*** DOCUMENT SEGMENT Section Begins ***

- Native to: India
- Region: Deccan
- Native speakers: (13,000,000 cited 2000) (perhaps conflated with Deccani Urdu)
- Language family: Indo-European Indo-IranianIndo-AryanSouthern ZoneMarathi–KonkaniMarathi?Berar-Deccan Marathi; ; ; ; ; ;
- Dialects: Bijapuri; Kalvadi (Dharwar);

Language codes
- ISO 639-3: dcc
- Glottolog: decc1239

= Berar-Deccan Marathi =

Marathi–Konkani language of India

Berar-Deccan Marathi, is a possible language of the Marathi–Konkani group, or perhaps just a regional dialect of Marathi. Glottolog reports that it is closely related to Varhadi-Nagpuri. (Sub)dialects are Bijapuri (of Bijapur district, Karnataka) and Kalvadi (of Dharwad district). These have been counted among the Marathi dialects,
and it is not clear just how distinct they are from standard Marathi, with the distinct Deccani language perhaps being Deccani Urdu.

Berar-Deccan Marathi shares the names of Deccani Urdu: Dakhini, Dakhni, Dakini, Dakkani, Dakkhani, etc.
Ethnologue says the speakers are Muslim and that the language is written in the Nastaliq (primarily) and Devanagari scripts, but again this may be due to confusion with Deccani Urdu. According to the 16th edition of the Ethnologue publication, the article on Deccan with the code dcc states “May be the same as Dakhini dialect of Urdu" on page 372 of the physical publication.

*** DOCUMENT SEGMENT Section Ends ***
*** RECORDED INFORMATION Section Begins ***

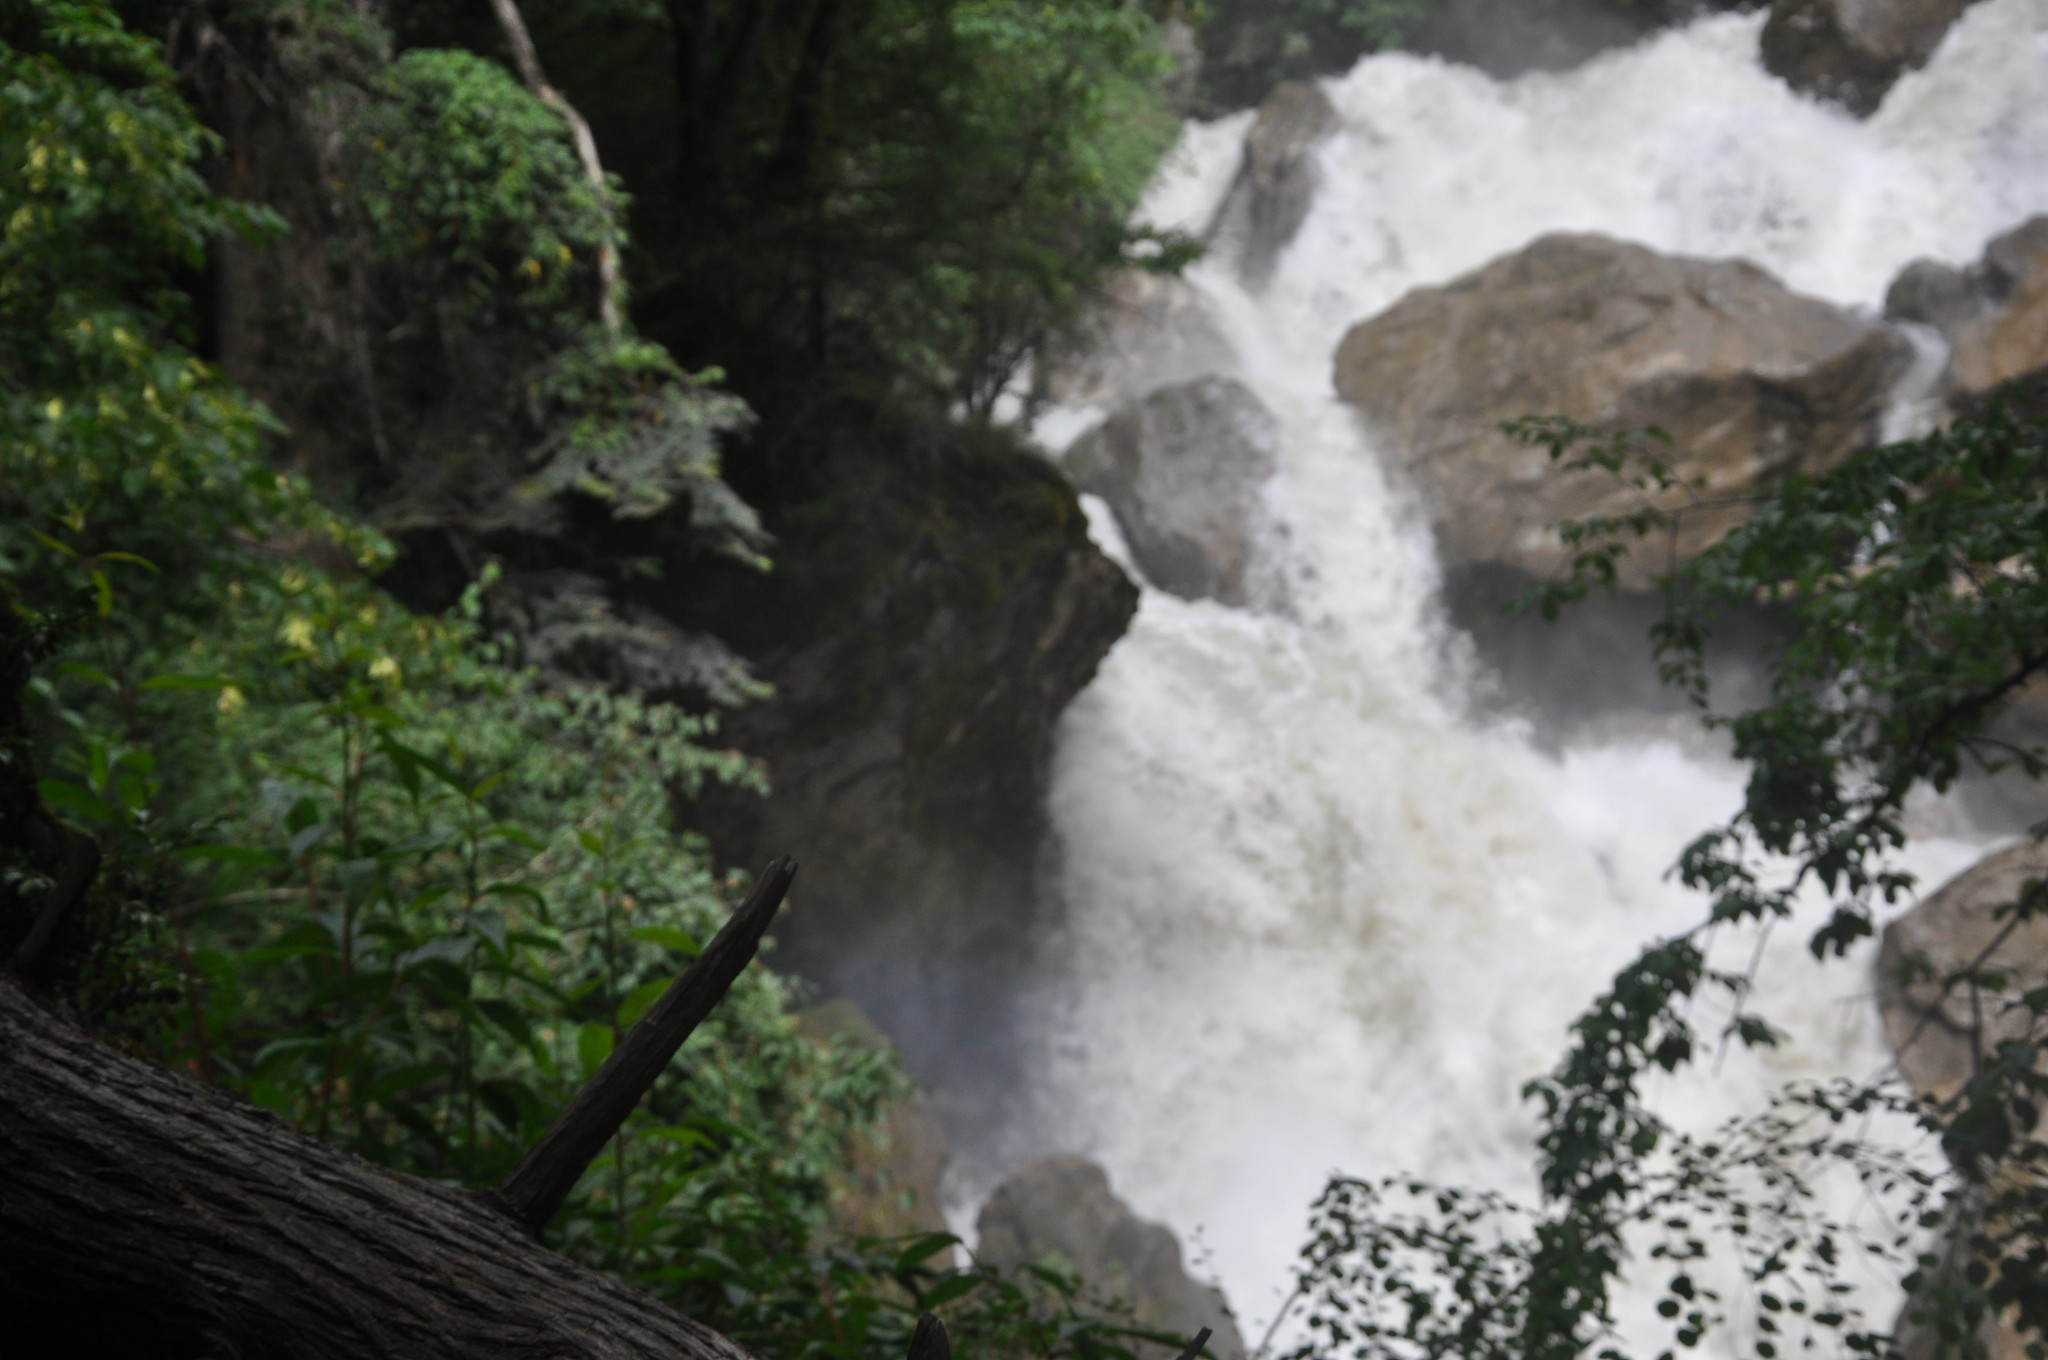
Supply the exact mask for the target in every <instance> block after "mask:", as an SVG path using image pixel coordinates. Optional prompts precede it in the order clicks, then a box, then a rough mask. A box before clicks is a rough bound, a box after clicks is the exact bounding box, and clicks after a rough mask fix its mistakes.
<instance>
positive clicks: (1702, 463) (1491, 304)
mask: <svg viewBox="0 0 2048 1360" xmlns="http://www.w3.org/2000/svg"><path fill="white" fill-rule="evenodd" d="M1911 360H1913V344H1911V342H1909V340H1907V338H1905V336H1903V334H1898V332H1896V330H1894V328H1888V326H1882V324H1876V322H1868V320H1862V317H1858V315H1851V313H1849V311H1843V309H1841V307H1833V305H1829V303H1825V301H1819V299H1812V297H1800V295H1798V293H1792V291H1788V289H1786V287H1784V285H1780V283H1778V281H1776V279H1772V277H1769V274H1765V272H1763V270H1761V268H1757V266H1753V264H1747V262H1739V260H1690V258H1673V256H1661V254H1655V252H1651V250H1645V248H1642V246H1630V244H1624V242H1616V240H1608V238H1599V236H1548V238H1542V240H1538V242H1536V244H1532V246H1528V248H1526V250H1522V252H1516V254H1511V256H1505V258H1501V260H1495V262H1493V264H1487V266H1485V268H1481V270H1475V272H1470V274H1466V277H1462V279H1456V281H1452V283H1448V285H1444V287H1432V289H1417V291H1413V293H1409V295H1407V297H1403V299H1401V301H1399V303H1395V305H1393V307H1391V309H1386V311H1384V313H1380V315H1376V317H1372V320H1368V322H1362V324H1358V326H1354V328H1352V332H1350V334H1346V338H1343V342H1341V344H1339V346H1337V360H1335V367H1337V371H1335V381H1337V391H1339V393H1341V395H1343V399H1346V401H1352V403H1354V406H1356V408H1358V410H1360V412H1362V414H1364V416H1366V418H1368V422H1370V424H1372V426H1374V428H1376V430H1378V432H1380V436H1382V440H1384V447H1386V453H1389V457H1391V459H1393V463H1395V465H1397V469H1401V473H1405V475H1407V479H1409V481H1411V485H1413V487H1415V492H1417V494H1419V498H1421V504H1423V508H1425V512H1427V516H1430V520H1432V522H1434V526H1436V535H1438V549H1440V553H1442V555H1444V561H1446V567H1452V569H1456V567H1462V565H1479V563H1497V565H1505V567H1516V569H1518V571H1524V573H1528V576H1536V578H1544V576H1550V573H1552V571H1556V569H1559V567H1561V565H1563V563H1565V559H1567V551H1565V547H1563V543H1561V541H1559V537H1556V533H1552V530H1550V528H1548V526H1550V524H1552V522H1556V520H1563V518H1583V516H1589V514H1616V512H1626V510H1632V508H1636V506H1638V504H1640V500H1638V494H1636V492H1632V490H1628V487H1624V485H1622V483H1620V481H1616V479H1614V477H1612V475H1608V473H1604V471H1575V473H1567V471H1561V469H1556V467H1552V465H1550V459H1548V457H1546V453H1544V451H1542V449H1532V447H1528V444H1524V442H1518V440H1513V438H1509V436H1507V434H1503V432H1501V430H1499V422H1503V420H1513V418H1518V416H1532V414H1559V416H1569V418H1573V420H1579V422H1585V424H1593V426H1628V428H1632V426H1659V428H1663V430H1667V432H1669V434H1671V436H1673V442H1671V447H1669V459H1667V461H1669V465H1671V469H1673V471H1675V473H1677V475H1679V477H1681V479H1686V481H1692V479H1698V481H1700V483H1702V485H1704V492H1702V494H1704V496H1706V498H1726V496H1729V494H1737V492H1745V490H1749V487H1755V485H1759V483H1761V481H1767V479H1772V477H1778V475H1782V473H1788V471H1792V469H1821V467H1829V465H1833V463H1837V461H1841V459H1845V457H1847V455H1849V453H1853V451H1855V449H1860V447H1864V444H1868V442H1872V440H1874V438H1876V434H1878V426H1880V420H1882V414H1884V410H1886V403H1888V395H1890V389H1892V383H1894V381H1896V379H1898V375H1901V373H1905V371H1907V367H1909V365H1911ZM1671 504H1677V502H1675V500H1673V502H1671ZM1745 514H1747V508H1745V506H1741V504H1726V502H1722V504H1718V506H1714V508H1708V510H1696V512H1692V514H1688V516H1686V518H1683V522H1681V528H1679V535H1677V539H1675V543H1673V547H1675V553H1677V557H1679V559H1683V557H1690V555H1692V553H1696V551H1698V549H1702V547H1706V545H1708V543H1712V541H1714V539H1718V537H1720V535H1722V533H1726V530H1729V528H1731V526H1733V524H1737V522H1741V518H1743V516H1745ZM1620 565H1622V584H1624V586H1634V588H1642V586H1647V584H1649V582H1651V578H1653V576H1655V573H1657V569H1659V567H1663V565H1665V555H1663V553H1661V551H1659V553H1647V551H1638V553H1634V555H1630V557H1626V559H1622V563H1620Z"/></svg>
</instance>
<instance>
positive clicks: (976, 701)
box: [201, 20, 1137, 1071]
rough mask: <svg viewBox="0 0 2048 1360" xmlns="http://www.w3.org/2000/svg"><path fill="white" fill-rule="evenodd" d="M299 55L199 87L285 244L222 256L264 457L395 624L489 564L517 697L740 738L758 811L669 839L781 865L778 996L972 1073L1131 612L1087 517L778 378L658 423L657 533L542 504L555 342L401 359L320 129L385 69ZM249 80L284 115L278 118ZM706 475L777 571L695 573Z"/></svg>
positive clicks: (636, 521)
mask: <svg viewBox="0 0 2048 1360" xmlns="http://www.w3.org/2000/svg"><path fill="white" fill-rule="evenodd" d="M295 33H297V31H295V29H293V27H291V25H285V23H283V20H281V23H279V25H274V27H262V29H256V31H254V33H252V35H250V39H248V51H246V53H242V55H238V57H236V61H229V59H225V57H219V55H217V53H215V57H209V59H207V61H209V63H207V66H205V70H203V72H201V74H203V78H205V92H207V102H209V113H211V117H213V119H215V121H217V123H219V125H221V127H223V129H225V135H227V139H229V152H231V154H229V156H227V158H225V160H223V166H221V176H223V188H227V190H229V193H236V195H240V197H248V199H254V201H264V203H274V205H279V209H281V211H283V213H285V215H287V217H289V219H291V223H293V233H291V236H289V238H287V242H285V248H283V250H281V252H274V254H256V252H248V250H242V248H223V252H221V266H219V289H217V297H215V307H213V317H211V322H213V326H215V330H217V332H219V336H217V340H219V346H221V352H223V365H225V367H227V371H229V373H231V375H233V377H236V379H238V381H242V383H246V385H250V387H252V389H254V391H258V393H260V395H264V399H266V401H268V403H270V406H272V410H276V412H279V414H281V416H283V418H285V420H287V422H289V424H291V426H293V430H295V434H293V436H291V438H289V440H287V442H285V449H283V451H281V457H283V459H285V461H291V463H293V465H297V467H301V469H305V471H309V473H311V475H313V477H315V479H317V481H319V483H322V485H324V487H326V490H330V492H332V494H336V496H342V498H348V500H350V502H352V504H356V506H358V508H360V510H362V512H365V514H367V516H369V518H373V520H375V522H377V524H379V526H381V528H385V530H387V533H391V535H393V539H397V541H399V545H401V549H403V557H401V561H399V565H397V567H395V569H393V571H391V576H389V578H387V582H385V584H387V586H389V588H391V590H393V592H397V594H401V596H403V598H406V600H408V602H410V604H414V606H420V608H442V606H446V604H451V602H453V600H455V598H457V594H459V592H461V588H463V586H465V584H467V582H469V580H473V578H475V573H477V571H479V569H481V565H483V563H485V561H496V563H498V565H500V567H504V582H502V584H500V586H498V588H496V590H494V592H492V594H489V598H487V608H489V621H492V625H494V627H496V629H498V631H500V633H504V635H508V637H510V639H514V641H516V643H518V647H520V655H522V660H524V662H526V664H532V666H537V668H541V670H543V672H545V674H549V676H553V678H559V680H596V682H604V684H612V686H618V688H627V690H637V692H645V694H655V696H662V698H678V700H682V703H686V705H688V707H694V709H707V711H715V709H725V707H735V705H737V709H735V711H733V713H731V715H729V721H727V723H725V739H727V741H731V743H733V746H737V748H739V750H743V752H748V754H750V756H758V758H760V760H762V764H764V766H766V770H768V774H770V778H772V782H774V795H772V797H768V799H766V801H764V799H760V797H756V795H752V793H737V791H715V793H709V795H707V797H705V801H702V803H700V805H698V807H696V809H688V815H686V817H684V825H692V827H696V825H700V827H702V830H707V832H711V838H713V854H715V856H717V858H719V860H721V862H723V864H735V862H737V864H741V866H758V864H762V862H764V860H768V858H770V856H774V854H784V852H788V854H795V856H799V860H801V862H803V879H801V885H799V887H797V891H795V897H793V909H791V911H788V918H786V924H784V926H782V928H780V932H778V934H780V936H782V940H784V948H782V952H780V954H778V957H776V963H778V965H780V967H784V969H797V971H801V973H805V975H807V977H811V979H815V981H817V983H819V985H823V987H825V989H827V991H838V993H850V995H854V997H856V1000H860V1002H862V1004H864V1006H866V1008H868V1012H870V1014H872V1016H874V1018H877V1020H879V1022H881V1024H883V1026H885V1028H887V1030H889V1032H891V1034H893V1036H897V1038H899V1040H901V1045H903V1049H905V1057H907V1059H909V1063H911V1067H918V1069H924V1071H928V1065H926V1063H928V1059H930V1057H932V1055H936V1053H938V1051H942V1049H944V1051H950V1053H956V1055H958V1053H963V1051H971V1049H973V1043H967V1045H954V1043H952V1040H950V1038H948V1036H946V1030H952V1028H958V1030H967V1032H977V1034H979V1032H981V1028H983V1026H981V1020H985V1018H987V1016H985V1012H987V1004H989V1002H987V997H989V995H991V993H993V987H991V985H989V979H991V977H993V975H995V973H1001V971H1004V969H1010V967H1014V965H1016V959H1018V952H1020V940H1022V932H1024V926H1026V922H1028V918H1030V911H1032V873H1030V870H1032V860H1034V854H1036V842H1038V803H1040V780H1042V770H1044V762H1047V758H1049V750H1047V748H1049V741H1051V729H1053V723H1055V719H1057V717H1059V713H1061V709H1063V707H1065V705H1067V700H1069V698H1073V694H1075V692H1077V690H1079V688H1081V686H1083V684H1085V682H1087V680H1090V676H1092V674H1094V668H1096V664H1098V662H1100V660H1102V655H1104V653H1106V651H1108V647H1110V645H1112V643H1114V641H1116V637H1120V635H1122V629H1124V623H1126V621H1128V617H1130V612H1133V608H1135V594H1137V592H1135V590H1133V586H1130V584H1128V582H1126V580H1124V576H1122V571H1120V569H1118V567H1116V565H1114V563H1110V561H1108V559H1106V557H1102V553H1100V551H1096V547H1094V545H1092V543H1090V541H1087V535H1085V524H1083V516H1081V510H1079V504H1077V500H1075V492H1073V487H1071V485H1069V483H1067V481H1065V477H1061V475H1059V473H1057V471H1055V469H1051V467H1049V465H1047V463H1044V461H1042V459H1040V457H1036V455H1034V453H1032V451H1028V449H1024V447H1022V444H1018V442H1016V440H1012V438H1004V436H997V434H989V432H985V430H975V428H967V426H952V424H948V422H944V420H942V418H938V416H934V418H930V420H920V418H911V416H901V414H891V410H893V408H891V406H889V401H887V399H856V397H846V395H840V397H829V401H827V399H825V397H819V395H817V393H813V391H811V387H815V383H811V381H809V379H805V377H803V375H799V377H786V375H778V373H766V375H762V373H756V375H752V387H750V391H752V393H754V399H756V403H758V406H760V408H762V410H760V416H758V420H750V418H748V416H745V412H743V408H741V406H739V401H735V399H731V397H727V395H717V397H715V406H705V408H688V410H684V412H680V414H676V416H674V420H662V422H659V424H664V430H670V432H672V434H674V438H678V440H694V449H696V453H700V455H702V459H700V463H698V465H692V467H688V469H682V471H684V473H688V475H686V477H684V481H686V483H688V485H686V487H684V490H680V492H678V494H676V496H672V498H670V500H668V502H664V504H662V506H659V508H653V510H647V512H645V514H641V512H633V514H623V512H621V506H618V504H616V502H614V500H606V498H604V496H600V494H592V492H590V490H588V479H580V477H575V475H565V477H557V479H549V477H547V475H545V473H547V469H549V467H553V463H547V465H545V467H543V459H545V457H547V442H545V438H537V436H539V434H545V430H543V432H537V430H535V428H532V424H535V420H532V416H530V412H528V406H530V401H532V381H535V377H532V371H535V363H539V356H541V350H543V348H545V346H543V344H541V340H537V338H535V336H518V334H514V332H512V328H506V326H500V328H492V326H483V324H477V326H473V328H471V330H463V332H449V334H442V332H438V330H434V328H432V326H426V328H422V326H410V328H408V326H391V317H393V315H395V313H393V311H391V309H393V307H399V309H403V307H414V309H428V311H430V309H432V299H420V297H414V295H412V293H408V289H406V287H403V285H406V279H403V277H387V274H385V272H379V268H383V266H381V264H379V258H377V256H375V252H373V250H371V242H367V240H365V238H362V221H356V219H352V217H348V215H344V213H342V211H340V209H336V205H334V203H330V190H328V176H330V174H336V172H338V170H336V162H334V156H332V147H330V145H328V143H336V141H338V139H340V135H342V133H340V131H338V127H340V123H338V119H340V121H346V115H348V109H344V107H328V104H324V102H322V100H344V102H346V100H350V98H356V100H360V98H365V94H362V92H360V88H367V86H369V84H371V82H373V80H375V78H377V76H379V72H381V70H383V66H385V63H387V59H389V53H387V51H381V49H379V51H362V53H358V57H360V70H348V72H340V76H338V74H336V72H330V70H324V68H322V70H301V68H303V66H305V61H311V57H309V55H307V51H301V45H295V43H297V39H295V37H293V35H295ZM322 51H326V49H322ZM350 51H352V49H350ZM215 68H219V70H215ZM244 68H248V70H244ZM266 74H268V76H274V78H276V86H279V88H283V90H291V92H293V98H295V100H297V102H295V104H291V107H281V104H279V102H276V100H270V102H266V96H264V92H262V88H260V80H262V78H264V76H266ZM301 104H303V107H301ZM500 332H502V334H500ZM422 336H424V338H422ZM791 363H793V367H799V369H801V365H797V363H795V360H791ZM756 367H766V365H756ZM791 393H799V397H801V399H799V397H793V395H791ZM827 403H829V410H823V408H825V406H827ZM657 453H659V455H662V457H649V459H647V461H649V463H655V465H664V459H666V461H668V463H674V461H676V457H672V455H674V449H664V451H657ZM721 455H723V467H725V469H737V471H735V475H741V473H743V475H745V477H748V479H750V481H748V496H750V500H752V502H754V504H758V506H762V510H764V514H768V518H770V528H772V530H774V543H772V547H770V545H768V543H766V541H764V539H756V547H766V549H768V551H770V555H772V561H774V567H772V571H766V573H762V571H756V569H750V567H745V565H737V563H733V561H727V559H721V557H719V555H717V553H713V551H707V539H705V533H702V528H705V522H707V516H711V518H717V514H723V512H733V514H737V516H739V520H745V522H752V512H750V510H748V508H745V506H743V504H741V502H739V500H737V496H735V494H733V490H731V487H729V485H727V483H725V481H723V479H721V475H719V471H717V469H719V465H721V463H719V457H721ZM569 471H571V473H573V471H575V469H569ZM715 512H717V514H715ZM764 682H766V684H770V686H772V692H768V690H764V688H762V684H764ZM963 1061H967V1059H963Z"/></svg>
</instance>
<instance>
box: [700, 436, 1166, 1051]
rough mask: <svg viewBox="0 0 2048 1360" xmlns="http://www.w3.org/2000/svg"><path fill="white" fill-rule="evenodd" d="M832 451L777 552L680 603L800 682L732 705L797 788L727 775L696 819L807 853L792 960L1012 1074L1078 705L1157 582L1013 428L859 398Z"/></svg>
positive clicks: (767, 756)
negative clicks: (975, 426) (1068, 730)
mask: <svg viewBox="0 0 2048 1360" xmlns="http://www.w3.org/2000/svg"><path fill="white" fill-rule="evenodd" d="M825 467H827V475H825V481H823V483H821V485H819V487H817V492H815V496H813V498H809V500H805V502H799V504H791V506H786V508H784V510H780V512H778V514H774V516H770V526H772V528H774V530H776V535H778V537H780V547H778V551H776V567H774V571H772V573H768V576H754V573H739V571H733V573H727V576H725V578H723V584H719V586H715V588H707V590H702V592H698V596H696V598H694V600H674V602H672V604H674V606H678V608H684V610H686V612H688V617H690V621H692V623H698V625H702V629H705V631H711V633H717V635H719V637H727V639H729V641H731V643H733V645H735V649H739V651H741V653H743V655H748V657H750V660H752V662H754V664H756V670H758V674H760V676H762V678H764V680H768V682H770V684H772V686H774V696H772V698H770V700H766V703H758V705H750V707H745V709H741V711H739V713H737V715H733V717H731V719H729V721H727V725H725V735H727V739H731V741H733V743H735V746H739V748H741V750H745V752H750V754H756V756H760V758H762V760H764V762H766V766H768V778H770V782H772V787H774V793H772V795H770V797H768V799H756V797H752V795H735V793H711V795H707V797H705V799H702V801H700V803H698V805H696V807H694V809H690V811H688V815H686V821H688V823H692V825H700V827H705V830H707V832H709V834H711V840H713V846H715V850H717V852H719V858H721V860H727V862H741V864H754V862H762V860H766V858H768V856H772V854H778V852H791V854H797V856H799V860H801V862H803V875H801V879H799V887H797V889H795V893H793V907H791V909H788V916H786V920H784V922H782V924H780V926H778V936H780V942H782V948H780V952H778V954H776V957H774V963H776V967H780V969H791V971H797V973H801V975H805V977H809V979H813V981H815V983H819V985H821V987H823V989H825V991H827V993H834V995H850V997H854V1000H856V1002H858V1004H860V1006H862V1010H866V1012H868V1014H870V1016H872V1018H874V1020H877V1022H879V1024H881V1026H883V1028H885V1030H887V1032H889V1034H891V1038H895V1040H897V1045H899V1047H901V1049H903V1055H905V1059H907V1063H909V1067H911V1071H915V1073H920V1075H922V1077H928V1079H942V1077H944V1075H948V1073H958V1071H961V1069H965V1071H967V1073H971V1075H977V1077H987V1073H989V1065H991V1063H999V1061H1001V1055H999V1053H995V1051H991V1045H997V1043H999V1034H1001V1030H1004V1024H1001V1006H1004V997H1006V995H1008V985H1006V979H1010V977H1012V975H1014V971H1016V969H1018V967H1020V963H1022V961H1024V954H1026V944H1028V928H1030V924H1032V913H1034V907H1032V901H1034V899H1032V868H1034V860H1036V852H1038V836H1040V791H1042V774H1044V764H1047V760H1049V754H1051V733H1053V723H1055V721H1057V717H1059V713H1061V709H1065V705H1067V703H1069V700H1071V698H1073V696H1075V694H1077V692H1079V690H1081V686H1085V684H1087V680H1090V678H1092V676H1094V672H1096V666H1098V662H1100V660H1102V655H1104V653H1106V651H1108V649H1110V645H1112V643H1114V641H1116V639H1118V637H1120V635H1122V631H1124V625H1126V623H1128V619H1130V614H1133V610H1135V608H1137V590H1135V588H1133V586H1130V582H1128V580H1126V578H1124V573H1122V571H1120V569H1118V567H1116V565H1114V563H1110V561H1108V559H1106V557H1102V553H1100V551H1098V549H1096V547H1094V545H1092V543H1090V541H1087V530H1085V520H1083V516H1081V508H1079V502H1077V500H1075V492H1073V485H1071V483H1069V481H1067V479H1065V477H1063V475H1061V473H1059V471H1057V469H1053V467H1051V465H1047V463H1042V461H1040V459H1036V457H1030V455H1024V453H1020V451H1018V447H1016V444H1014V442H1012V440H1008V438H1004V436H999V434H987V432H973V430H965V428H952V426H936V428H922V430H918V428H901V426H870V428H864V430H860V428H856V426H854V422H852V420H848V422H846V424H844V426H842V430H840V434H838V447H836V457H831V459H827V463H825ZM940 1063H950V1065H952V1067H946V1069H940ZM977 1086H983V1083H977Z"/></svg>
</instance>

*** RECORDED INFORMATION Section Ends ***

Answer these questions using the text on Berar-Deccan Marathi:
(a) What ISO 639-3 code is given for the language?
(b) In which district is the Bijapuri subdialect spoken?
(c) According to Ethnologue, in which script is the language primarily written?
The rows have no connection to the text.

▶ _TASK SOLUTION_
(a) dcc
(b) Bijapur district, Karnataka
(c) Nastaliq